▶ **HOW TO COMPLETE THIS TASK**
Please repeat each line below exactly, with no images in the copy.

── DATA SHOWN ──

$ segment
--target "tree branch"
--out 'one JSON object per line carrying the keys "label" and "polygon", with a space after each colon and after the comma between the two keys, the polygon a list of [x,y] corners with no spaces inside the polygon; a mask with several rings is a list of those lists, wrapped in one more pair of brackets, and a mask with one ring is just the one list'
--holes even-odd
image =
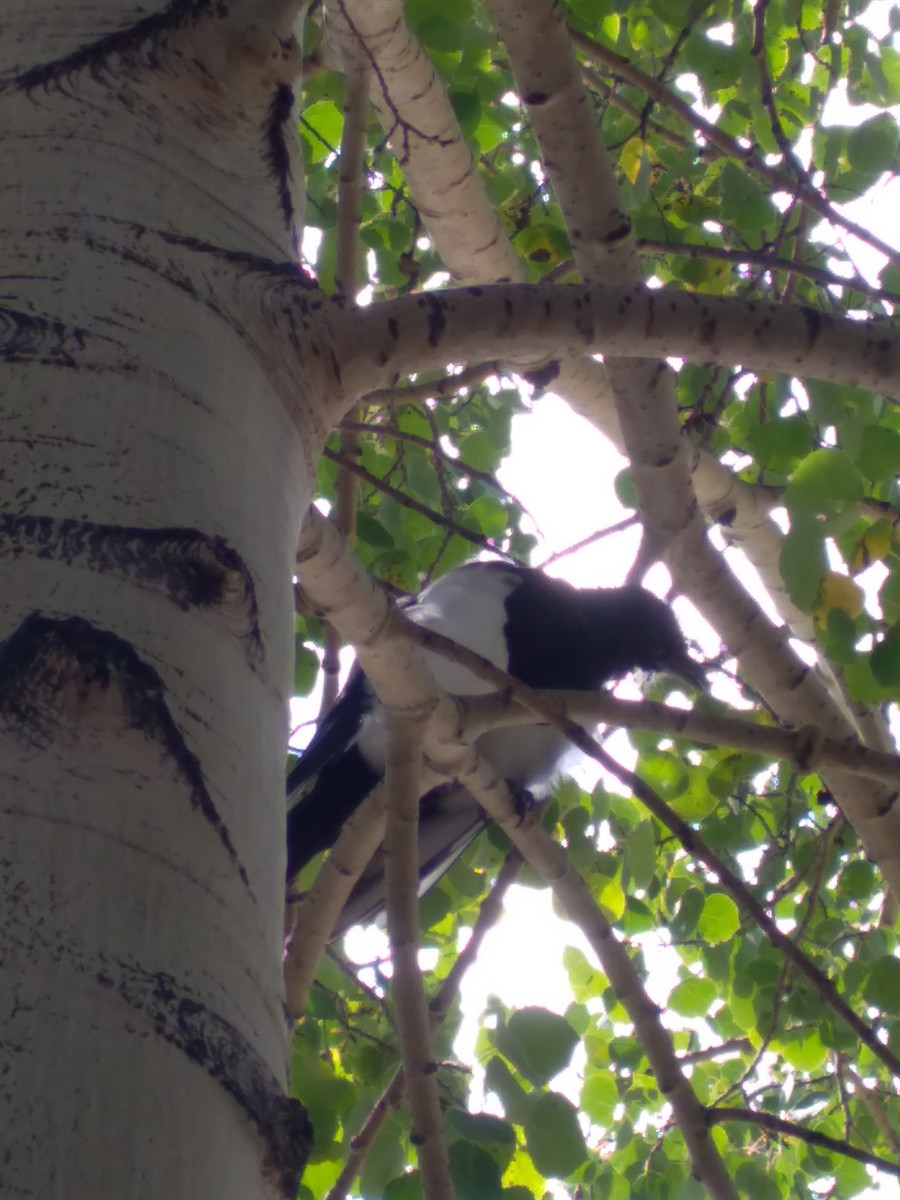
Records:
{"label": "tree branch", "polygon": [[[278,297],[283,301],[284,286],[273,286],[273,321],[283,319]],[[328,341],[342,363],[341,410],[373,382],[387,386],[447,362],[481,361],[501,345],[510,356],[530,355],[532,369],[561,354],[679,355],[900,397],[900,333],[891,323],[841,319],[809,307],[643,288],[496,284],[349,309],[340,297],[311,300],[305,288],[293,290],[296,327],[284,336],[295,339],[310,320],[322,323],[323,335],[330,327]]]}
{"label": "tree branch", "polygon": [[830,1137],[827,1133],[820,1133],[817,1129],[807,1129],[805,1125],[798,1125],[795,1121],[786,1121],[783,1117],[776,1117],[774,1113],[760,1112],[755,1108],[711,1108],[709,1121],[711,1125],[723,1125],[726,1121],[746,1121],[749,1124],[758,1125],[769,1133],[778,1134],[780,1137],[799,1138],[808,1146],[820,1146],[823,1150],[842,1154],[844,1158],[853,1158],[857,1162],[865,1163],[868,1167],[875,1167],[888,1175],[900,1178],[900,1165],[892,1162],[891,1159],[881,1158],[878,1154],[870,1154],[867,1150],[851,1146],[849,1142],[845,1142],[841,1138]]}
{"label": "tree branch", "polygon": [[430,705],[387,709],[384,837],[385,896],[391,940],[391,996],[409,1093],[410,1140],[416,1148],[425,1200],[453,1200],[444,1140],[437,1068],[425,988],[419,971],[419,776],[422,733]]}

───

▶ **TASK OUTPUT**
$ segment
--target "tree branch"
--out 'one JSON object per line carrying the keys "label" and "polygon", with a space after each colon and after the comma between the two keys, the polygon a list of [x,y] corners with no spaces inside the polygon; a mask with several rings is a list of those lists, wrapped in one more pair of brackets, and a mask with one ring is just the one list'
--holes even-odd
image =
Records:
{"label": "tree branch", "polygon": [[[278,297],[283,301],[284,286],[273,286],[273,321],[283,319]],[[328,341],[342,363],[341,410],[373,382],[387,386],[447,362],[481,361],[501,345],[510,356],[530,355],[532,369],[561,354],[679,355],[900,397],[900,333],[891,323],[841,319],[809,307],[643,288],[496,284],[349,309],[340,297],[311,300],[305,288],[293,290],[296,327],[284,336],[295,339],[310,320],[322,323],[323,335],[330,327]]]}
{"label": "tree branch", "polygon": [[830,1137],[827,1133],[820,1133],[817,1129],[807,1129],[805,1125],[798,1125],[795,1121],[786,1121],[783,1117],[776,1117],[774,1113],[760,1112],[755,1108],[711,1108],[709,1121],[711,1125],[723,1125],[726,1121],[746,1121],[749,1124],[758,1125],[769,1133],[778,1134],[780,1137],[799,1138],[808,1146],[820,1146],[823,1150],[842,1154],[844,1158],[853,1158],[857,1162],[865,1163],[868,1167],[875,1167],[888,1175],[900,1178],[900,1165],[892,1162],[891,1159],[881,1158],[878,1154],[870,1154],[867,1150],[851,1146],[849,1142],[845,1142],[841,1138]]}
{"label": "tree branch", "polygon": [[430,705],[387,709],[384,837],[385,896],[391,940],[391,996],[409,1093],[410,1140],[416,1148],[425,1200],[453,1200],[444,1140],[437,1068],[425,988],[419,971],[419,776],[422,733]]}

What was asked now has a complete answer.